Your task: Extract every line of the material below that contains the string "after", and copy each of those lines in full.

Materials provided:
########################################

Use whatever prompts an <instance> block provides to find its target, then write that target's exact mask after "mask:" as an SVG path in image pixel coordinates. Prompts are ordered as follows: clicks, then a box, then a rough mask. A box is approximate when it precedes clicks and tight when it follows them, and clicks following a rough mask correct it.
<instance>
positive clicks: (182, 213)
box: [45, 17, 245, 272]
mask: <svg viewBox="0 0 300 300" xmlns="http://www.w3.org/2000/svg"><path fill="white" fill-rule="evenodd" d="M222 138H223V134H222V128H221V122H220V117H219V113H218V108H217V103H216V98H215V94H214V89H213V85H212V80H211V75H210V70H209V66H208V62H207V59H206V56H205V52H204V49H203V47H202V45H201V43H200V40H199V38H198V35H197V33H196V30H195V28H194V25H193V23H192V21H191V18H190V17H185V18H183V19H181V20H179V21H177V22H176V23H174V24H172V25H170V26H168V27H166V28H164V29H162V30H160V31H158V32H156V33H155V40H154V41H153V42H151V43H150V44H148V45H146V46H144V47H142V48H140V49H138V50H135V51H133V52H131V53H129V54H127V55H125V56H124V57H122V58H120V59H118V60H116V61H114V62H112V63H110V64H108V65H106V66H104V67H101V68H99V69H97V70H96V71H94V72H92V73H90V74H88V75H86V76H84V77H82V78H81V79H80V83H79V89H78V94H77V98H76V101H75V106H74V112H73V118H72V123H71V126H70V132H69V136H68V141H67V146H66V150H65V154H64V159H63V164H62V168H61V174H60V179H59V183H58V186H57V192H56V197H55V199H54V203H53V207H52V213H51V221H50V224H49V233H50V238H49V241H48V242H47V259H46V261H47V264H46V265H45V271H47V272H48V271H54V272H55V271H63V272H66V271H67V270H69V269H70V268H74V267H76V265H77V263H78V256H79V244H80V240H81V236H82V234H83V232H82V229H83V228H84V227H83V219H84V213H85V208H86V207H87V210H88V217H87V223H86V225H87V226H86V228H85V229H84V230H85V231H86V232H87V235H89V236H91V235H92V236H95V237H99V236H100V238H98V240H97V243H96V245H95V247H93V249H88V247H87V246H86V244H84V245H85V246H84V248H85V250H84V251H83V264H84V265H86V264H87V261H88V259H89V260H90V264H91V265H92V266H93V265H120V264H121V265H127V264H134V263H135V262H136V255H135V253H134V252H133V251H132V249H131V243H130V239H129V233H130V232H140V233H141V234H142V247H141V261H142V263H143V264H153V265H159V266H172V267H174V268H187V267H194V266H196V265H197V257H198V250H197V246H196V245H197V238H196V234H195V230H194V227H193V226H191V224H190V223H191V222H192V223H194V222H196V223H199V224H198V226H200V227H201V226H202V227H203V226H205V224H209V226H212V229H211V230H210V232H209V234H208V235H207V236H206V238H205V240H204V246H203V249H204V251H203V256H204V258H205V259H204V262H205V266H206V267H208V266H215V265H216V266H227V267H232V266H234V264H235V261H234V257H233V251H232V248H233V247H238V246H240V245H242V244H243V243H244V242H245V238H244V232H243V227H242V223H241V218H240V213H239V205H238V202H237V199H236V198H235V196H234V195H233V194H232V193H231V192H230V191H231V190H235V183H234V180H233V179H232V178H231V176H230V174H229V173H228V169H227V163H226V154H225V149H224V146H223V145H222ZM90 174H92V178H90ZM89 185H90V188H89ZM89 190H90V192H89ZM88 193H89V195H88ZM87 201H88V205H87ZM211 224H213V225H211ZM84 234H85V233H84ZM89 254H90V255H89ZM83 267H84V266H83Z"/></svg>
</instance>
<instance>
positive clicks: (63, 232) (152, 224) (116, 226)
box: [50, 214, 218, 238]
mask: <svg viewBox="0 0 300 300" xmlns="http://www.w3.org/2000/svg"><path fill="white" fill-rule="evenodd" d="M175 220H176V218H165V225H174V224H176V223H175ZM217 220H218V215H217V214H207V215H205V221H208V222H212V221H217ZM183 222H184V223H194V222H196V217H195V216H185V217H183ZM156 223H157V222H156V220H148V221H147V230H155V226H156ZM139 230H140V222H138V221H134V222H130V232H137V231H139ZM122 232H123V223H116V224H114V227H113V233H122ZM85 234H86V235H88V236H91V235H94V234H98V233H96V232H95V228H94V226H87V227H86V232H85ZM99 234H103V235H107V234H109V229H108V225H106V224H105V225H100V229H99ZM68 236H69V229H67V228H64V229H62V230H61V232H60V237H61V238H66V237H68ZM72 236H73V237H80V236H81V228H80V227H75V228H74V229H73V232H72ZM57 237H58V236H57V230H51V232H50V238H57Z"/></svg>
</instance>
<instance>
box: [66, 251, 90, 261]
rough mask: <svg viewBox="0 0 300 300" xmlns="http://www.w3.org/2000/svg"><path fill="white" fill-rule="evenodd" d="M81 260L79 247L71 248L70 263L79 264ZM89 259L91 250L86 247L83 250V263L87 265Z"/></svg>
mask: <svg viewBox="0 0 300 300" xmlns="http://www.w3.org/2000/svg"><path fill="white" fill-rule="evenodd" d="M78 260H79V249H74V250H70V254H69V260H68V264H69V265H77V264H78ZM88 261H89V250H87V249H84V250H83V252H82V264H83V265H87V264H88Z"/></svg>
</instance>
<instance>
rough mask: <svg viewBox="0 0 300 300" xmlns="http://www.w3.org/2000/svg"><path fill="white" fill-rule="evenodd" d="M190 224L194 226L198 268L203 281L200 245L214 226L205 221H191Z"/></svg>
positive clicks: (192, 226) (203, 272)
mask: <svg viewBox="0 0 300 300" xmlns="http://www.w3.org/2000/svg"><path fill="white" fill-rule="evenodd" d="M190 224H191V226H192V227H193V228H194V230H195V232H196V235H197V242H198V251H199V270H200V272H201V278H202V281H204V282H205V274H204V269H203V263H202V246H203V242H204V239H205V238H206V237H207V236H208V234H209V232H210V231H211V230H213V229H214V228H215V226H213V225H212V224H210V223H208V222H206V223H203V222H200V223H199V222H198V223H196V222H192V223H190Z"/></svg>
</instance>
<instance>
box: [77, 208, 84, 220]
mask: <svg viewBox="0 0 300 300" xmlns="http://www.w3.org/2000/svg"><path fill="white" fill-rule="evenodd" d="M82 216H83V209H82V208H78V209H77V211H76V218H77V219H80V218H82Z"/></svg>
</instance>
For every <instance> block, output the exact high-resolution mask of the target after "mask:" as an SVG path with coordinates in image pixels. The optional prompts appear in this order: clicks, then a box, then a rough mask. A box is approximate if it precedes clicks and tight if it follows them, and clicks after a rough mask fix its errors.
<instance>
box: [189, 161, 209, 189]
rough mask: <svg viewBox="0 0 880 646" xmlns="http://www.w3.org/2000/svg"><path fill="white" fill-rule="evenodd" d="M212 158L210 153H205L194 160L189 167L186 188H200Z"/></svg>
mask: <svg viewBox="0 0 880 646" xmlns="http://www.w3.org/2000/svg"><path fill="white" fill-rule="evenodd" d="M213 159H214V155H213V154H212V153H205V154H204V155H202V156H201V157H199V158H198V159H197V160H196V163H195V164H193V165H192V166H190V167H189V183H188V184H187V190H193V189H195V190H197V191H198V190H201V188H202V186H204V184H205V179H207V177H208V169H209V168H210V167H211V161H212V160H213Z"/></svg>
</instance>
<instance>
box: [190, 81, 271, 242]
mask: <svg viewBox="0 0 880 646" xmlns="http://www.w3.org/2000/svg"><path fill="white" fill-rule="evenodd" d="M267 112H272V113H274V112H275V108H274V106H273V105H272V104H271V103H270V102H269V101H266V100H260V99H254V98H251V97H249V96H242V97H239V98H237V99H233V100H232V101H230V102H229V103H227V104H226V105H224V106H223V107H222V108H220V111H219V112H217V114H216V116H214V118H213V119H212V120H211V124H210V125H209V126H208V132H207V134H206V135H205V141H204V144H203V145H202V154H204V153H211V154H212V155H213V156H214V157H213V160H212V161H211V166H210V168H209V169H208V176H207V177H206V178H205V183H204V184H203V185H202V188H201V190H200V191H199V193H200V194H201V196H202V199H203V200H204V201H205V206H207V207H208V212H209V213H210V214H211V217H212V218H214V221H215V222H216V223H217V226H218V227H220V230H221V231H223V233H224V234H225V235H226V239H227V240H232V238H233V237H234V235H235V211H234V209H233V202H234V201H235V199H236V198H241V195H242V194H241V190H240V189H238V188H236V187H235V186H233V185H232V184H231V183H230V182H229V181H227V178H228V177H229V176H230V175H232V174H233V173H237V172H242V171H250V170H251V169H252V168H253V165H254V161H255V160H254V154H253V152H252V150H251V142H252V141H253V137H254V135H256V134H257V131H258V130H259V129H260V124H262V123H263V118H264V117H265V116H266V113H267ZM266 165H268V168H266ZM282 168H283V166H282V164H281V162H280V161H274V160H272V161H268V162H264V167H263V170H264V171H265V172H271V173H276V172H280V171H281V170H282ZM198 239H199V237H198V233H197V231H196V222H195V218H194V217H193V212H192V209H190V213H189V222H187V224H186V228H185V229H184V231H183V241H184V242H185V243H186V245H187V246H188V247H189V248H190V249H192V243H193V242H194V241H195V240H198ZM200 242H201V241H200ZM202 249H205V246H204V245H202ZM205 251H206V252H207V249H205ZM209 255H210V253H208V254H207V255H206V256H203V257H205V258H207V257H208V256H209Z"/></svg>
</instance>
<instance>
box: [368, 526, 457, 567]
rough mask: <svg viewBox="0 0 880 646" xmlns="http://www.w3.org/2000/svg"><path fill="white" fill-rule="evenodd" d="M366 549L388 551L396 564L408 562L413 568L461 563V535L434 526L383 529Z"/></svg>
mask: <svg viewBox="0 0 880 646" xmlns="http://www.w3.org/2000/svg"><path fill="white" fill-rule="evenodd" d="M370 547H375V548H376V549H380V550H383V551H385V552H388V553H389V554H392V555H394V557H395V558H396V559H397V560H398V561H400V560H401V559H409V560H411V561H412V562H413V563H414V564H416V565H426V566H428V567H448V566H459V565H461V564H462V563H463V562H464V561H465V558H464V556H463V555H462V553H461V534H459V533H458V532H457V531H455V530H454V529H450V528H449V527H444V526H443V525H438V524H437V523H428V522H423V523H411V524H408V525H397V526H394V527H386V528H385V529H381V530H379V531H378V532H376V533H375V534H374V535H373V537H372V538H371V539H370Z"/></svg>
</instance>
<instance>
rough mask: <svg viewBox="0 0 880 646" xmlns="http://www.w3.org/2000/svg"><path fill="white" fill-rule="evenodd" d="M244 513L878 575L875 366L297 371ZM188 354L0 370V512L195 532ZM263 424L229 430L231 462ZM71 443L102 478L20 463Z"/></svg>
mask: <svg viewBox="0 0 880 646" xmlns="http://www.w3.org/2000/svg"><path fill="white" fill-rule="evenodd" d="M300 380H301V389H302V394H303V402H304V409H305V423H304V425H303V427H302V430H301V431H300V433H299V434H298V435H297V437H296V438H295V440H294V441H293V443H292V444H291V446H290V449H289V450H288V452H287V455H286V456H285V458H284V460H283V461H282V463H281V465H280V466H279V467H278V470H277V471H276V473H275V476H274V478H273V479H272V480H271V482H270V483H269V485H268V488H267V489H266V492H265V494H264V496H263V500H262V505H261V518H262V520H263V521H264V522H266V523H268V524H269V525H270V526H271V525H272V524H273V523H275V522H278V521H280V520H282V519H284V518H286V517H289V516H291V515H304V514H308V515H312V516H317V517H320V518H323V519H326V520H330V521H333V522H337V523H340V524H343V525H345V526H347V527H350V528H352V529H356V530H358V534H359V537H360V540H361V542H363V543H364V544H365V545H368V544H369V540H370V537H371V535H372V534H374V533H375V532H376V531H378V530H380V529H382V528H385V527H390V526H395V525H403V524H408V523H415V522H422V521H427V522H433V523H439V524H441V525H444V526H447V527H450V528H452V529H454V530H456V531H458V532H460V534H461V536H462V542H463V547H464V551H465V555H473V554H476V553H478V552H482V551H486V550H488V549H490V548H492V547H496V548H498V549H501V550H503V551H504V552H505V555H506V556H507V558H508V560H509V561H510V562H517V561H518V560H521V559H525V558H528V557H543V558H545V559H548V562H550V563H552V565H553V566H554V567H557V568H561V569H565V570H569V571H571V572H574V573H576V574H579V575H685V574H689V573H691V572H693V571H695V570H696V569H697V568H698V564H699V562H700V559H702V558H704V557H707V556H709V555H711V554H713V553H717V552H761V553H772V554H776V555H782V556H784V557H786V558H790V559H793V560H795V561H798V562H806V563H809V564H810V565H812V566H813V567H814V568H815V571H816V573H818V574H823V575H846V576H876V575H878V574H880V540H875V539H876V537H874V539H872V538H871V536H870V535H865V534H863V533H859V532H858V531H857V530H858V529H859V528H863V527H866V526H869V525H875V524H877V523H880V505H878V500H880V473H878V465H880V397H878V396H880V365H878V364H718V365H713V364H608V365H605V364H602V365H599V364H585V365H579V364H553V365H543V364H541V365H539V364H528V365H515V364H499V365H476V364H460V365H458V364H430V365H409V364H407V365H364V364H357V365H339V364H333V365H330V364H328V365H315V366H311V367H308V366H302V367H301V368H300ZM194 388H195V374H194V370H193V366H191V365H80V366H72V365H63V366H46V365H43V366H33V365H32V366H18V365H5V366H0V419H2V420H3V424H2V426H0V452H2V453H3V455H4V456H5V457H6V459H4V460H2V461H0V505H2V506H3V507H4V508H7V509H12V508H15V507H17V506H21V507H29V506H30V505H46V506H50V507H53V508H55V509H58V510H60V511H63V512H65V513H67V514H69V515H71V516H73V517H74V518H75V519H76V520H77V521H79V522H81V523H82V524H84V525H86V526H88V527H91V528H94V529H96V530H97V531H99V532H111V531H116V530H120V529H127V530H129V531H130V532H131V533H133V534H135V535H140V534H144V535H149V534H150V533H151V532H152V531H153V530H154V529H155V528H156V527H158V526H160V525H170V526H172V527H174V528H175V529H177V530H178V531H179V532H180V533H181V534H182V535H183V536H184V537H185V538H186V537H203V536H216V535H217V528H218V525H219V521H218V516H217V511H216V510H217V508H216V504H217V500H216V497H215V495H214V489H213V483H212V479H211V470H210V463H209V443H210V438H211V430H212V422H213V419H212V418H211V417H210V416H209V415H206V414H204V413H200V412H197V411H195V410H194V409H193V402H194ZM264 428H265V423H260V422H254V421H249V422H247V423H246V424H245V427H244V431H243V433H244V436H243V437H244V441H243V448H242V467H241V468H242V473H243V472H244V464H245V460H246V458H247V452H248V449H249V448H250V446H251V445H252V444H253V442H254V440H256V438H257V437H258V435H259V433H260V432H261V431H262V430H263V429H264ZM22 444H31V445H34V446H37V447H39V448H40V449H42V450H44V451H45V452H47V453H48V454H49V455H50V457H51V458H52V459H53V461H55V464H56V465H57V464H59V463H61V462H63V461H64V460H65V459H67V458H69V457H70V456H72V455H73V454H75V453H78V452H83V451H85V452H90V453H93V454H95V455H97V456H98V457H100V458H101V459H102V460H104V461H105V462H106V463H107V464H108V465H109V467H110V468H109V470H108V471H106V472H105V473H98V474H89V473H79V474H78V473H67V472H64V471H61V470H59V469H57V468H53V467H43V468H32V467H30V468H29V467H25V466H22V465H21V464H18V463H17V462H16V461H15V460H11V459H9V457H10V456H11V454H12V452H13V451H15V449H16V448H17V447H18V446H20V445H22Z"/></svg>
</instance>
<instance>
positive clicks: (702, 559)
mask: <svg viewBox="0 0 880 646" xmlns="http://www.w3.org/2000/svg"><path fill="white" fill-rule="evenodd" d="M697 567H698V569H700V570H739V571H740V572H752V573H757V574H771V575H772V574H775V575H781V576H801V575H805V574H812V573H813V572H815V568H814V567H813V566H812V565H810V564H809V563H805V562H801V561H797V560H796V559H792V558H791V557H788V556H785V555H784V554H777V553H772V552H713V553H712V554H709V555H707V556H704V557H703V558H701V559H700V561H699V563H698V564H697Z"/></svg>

########################################

Written response:
Use whatever prompts an <instance> block provides to find its target, then write that target's exact mask after "mask:" as an SVG path in image pixel coordinates. Prompts are ordered as follows: clicks, then a box, then a rough mask. A box is approximate when it precedes clicks and tight when it follows them, and clicks following a rough mask correct it.
For every <instance> block, output the exact high-resolution mask of the target after "mask:" as an SVG path with coordinates in image pixels. The optional prompts appear in this order: clicks, then a box, then a rough mask. A box is approximate if it precedes clicks and tight if it follows them, and clicks after a rough mask fix its errors.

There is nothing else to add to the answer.